• **WHAT IS EXPECTED**: Copy out, word for word, the part of the Competition Act excerpt that runs from "A. Provisions Related" up to and including "under section 74.1.".

• **PAGE EXCERPT**:
((

V. Relevant Competition Act Provisions

 

A. Provisions Related to Reviewable Conduct

[218] Section 74.01, specifically through paragraph 74.01(1)(a) and subsection 74.01(1.1), defines certain conduct related to representations to the public that constitutes reviewable conduct under section 74.1.

[219] Subsection 74.03(4) provides that “for greater certainty”, in proceedings under section 74.01, it is not necessary to establish that any person was deceived or misled.

[220] Subsection 74.03(5) provides that in proceedings under section 74.01, the “general impression conveyed by a representation as well as its literal meaning” shall be taken into account in determining whether or not the person who made the representation engaged in the reviewable conduct.

[221] Cineplex did not argue that it exercised due diligence under subsection 74.1(3).

B. Objectives of the Competition Act and the Deceptive Marketing Provisions in section 74.01

[222] This proceeding raises the overall objectives of the Competition Act and of the deceptive marketing provisions in Part VII.1, and specifically subsections 74.01(1) and (1.1).

))

• **EXTRACTED INFORMATION**:

((

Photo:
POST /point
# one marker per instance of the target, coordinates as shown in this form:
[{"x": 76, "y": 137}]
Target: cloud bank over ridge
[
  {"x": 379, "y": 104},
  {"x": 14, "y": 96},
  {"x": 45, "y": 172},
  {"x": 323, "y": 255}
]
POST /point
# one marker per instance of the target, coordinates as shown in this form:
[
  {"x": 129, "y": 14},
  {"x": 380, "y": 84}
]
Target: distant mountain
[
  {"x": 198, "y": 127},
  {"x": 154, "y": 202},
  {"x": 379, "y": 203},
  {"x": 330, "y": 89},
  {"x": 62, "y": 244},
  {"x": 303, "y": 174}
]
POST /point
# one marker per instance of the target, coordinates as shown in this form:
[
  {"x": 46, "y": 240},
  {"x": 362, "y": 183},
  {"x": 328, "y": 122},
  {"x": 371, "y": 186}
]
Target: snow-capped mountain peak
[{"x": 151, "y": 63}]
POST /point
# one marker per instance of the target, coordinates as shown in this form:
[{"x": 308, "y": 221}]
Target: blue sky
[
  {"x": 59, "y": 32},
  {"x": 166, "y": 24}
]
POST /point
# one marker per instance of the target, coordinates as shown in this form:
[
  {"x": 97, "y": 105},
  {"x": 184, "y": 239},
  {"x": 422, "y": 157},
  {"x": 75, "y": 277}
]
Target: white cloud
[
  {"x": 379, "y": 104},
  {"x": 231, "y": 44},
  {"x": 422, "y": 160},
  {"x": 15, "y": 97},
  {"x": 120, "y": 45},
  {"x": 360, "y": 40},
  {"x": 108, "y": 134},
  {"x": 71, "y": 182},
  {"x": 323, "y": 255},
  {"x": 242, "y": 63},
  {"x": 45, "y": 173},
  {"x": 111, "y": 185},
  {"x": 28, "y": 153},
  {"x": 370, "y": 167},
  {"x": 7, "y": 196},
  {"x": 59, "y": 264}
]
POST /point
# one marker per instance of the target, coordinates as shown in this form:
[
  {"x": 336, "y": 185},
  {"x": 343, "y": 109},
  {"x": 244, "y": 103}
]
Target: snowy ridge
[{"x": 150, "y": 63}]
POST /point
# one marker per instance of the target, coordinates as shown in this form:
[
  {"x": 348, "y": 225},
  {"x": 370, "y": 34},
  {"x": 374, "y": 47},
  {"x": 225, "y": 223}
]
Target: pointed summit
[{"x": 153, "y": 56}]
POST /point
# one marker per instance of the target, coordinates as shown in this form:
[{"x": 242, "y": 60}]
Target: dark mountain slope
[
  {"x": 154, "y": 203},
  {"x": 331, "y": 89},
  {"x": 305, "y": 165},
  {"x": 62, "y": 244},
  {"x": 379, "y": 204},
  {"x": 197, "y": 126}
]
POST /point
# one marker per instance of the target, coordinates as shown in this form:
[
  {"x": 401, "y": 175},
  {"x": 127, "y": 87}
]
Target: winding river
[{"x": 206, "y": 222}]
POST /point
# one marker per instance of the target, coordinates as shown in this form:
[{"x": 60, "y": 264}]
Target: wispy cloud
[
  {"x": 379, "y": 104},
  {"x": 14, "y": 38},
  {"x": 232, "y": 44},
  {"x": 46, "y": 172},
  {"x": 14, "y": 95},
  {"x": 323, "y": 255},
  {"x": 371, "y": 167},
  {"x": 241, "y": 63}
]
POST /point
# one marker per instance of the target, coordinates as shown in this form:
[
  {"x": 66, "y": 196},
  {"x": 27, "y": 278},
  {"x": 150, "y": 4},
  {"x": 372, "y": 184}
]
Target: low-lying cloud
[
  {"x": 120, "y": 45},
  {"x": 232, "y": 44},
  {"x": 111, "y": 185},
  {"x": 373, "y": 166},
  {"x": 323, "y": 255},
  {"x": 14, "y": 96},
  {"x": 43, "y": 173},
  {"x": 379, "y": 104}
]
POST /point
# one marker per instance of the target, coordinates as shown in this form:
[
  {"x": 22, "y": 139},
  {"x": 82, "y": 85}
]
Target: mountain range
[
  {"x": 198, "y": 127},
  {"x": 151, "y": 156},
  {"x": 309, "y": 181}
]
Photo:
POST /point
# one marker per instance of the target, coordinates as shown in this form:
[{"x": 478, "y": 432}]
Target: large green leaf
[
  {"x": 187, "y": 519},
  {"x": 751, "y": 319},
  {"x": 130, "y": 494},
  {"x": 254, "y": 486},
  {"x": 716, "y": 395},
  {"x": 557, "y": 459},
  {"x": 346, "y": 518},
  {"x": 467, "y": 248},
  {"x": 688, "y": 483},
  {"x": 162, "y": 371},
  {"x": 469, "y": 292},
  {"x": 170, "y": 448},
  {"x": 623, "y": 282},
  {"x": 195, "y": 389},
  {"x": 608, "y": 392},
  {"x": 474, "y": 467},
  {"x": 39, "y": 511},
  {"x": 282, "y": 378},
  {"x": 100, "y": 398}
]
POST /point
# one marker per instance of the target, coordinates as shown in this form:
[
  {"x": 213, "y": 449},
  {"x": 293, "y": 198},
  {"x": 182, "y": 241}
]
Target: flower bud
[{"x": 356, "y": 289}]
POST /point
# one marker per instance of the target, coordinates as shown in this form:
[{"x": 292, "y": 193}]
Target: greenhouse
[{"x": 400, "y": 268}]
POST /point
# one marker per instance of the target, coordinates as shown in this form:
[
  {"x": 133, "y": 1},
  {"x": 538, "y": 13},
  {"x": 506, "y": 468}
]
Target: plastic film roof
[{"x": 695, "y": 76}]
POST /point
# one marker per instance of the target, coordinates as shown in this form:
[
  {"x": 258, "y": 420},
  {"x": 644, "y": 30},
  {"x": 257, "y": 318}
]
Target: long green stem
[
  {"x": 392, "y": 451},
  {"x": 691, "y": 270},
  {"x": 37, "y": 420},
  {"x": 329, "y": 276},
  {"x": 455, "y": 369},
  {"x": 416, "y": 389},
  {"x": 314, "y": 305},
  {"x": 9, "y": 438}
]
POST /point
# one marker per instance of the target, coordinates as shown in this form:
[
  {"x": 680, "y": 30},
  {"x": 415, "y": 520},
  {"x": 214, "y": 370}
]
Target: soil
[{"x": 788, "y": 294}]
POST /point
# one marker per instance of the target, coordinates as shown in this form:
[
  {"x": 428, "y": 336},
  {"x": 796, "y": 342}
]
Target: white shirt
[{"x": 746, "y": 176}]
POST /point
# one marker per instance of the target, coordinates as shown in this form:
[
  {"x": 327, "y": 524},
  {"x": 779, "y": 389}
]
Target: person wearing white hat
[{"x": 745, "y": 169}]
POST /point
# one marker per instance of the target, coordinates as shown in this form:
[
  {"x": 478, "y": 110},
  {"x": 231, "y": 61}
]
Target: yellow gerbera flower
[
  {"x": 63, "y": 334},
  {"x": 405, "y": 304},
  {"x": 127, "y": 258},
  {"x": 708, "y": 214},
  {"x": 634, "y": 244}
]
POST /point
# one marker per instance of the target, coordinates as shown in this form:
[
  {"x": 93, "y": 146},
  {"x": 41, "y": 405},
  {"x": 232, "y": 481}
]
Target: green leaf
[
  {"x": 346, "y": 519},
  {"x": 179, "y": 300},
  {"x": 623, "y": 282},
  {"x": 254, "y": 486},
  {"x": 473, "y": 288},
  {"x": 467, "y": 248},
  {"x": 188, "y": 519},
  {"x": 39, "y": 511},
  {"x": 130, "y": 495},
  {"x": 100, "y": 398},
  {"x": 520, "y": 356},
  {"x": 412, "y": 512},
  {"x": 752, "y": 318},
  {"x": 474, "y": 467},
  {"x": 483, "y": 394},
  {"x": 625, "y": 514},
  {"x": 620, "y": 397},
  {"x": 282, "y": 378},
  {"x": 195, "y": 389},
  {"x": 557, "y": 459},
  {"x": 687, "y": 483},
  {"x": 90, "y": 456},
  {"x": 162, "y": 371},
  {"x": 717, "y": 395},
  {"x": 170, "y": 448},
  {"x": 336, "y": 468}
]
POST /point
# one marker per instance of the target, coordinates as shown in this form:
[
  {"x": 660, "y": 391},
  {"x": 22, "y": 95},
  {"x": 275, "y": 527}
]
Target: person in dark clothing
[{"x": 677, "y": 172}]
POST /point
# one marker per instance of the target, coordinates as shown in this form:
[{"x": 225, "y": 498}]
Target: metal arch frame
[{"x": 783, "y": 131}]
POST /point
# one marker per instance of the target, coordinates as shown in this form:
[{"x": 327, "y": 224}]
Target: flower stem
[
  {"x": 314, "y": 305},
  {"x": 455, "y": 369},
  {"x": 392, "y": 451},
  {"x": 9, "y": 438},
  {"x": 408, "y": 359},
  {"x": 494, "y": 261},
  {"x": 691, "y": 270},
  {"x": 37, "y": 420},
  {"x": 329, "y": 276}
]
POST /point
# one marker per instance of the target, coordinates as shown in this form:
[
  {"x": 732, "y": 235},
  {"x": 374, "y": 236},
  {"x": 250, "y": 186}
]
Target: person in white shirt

))

• **SOLUTION TO THE EXERCISE**:
A. Provisions Related to Reviewable Conduct

[218] Section 74.01, specifically through paragraph 74.01(1)(a) and subsection 74.01(1.1), defines certain conduct related to representations to the public that constitutes reviewable conduct under section 74.1.